Rewrite every line of the items below, requests included. Shift each point coordinate in the answers by -97, and leave the numbers in the requests and their format samples unchanged.

┄┄┄┄┄┄┄┄┄┄

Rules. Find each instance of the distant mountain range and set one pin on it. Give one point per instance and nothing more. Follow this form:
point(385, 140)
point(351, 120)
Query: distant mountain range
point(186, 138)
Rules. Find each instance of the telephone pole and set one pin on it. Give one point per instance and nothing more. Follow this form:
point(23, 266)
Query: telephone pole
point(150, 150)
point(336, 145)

┄┄┄┄┄┄┄┄┄┄

Task answer:
Rules. Find each instance of the distant mountain range and set one pin on it. Give one point per instance and nothing more. Follow this form:
point(385, 140)
point(351, 120)
Query: distant mountain range
point(89, 41)
Rules. Find each instance of the telephone pole and set one pin on it. Give one point per instance and nothing more. Follow this form:
point(23, 266)
Query: telephone pole
point(53, 53)
point(239, 48)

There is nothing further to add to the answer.